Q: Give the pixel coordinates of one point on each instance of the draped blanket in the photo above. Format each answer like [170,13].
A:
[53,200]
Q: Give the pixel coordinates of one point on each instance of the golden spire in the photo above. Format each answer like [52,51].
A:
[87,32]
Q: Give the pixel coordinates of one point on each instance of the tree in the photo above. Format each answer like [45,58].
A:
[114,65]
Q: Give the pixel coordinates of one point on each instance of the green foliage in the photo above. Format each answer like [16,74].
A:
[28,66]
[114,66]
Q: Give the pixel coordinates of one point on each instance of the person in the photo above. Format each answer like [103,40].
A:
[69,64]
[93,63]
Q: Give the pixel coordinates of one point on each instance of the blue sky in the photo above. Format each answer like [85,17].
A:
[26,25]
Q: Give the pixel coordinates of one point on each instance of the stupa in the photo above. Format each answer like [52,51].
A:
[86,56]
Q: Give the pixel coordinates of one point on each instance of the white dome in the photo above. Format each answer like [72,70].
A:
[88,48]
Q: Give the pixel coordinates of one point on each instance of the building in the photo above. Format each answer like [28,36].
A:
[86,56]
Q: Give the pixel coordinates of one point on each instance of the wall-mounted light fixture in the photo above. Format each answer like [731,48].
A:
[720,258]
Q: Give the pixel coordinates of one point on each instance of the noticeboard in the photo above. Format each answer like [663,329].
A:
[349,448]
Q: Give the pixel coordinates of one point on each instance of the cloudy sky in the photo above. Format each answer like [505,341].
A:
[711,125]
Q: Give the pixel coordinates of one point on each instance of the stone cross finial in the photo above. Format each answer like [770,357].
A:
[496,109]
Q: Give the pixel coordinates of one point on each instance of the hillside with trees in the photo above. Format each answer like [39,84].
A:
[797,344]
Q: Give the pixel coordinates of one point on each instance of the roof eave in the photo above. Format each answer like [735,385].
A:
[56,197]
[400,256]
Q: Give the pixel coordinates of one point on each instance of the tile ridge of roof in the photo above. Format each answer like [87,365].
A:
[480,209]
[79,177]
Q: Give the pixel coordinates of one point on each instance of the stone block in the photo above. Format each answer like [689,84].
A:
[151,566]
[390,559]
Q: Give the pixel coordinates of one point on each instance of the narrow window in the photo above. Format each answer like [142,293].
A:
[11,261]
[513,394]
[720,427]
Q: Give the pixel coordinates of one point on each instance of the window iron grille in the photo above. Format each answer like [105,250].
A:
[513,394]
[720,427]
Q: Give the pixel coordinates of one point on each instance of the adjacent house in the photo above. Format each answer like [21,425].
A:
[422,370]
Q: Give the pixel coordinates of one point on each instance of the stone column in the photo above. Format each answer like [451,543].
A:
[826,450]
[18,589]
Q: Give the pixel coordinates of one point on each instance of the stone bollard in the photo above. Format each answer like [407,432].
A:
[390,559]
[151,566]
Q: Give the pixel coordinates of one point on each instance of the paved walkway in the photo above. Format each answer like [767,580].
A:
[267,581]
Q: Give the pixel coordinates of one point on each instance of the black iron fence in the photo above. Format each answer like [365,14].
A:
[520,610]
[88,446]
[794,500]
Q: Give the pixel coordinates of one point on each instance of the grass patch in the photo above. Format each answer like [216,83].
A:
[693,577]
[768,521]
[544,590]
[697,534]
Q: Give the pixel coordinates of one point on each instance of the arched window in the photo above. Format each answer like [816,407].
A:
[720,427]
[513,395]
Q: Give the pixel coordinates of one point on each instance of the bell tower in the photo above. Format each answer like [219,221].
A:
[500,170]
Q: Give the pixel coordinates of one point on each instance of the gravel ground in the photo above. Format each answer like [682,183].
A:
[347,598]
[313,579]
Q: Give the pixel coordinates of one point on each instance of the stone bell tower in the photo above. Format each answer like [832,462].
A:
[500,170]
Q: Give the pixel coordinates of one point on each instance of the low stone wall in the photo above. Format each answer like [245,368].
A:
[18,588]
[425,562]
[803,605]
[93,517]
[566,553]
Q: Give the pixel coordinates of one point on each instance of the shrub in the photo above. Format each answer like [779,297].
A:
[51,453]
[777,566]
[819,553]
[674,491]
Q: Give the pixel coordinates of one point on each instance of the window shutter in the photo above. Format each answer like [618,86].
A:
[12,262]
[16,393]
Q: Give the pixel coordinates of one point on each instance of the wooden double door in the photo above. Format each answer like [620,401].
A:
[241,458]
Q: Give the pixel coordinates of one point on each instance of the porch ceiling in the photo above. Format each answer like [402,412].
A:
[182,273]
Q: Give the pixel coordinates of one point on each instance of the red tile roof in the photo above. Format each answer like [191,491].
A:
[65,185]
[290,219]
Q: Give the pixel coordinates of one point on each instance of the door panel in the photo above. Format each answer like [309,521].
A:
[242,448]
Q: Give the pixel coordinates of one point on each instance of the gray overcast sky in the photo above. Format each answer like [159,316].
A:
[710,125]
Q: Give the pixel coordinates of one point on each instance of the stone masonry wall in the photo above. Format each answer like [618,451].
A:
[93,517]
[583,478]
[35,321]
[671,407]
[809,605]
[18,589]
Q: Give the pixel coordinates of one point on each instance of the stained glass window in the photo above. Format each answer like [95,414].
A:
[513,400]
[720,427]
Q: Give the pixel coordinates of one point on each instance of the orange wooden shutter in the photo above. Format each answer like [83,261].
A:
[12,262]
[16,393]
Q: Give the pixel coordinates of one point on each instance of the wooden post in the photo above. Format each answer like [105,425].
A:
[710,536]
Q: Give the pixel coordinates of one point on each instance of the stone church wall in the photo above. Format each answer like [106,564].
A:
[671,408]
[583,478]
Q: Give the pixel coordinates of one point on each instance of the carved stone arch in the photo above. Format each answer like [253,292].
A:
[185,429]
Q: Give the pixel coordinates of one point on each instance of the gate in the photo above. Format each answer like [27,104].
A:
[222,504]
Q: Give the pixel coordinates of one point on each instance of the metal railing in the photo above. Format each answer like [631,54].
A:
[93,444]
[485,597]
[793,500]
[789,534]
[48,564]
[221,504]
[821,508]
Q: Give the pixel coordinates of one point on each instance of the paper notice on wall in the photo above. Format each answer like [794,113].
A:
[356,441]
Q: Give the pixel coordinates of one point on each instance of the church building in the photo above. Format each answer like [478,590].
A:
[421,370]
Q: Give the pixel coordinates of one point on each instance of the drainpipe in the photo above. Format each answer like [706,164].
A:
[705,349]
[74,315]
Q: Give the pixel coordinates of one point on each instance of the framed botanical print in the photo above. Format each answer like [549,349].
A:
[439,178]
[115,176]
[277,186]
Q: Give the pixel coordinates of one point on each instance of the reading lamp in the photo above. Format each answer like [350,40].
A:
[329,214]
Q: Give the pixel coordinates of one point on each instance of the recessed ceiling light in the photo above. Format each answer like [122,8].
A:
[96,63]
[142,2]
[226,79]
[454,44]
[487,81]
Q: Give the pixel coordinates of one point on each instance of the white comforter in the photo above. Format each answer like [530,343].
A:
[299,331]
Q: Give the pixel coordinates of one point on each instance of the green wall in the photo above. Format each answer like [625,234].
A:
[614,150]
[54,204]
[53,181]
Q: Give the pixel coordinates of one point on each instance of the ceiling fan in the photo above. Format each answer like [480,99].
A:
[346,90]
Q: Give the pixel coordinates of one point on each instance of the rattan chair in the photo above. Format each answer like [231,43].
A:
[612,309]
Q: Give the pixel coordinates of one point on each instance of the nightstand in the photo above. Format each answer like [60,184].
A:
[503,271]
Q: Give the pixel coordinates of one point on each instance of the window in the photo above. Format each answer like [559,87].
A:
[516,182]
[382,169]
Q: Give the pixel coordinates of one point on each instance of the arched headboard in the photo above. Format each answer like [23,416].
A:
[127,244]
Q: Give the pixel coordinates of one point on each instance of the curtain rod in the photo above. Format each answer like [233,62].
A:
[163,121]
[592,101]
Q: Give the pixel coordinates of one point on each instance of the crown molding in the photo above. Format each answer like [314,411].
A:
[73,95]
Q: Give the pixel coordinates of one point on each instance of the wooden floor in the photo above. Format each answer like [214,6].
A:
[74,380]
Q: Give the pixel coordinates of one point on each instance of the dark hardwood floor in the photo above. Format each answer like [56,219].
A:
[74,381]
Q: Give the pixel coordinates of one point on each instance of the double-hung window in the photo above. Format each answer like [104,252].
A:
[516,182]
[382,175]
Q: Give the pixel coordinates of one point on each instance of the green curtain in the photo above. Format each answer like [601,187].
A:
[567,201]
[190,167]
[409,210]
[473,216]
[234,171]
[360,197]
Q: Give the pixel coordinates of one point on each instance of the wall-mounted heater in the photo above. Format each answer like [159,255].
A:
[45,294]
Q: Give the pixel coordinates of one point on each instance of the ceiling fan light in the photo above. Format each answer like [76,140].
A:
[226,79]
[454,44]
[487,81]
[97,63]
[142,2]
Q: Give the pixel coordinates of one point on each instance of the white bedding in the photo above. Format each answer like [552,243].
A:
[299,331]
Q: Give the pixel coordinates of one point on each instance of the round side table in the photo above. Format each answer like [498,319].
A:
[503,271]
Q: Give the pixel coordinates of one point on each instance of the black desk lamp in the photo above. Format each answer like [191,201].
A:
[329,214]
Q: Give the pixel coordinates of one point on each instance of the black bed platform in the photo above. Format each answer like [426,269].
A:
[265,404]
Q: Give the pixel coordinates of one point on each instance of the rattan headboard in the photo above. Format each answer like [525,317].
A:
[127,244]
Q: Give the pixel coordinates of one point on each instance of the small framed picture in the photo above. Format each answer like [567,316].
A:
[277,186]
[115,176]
# # # # #
Beginning at the line containing "answer like [552,243].", repeat each line exactly through the last line of the entries, and include no other lines.

Q: Give the pixel coordinates of one point on each instance of the white bedding in the photo above. Format each answer like [552,243].
A:
[299,331]
Q: Give the pixel coordinates of one point on each instance of the round side table in the photo above. Format each answer like [498,319].
A:
[503,271]
Q: Give the pixel coordinates of one point on each instance of the black desk lamp in the photo above. Format each answer like [191,201].
A:
[329,214]
Q: Give the pixel coordinates of one point on each instance of the black bed platform in the photo above. Format each answer like [426,269].
A:
[265,404]
Q: Give the pixel coordinates of one point on each instance of the rattan headboard in the photo above. Format each answer like [525,317].
A:
[127,244]
Q: Give the pixel coordinates of one point on each instance of the small framed picture in the photo above. Format each answer like [567,316].
A:
[277,186]
[115,176]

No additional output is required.